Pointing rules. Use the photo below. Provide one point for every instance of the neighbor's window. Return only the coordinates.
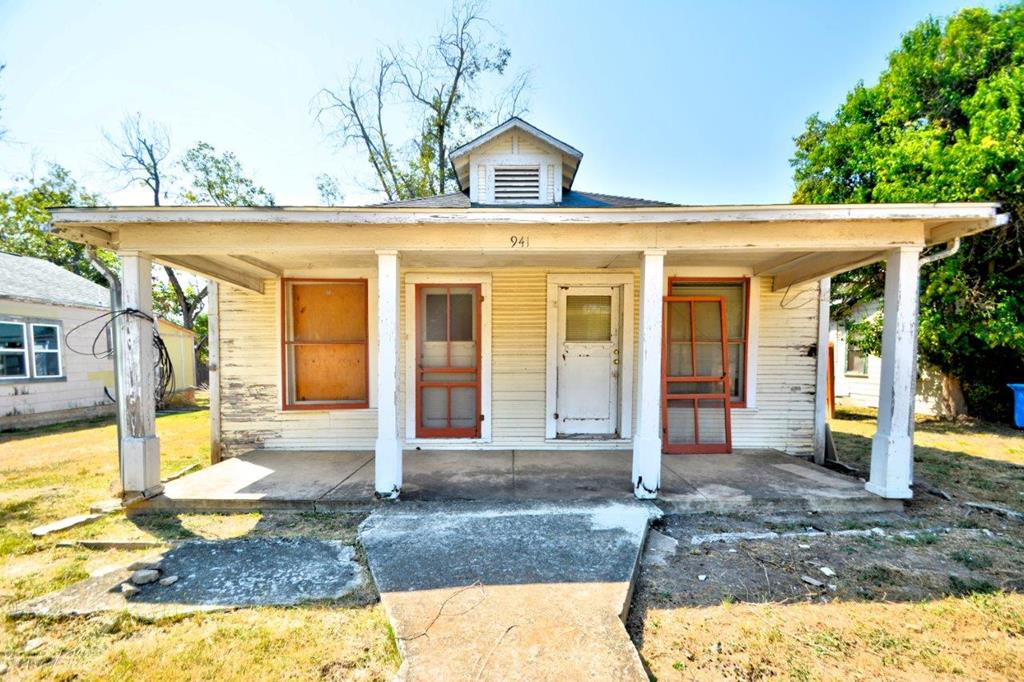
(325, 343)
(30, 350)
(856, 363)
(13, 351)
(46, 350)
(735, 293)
==
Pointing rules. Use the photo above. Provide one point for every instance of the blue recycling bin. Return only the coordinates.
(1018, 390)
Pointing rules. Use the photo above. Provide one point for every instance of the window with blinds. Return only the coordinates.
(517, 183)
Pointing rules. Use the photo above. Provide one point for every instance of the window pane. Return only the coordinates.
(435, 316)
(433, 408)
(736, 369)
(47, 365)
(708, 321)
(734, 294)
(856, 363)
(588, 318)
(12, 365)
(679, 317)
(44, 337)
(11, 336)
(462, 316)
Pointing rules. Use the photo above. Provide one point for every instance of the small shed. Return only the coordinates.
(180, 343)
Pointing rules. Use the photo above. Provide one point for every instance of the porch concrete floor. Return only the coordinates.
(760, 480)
* * *
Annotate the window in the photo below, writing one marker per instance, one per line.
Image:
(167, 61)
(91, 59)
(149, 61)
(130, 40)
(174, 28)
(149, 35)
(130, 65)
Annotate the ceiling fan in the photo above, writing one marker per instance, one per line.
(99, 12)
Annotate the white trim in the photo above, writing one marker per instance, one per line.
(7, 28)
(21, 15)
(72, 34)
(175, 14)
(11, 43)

(Direction): Find every line in the records above that contains the string "Provide", and copy each of those lines in full.

(Written response):
Pointing rules. Use the photo below. Provide one point for every instance of the neighbor's window. Return only the coordinates.
Pointing rules. Use the photo above. Provide one point for every instance of the blue recycling bin. Return only the coordinates.
Pointing rules. Use the photo above. Provide one point for every instance of the window with blinds. Return only the coordinates.
Pointing rules. Use the photo above. Provide one point for every instance of the window pane. Return only the coordinates.
Pointing rules. Use the photo above. Provide one point for every instance of the small shed. Return only the coordinates.
Pointing rules. Use the photo above. Provide one point for every instance of the porch concrete floor. Return only the coordinates.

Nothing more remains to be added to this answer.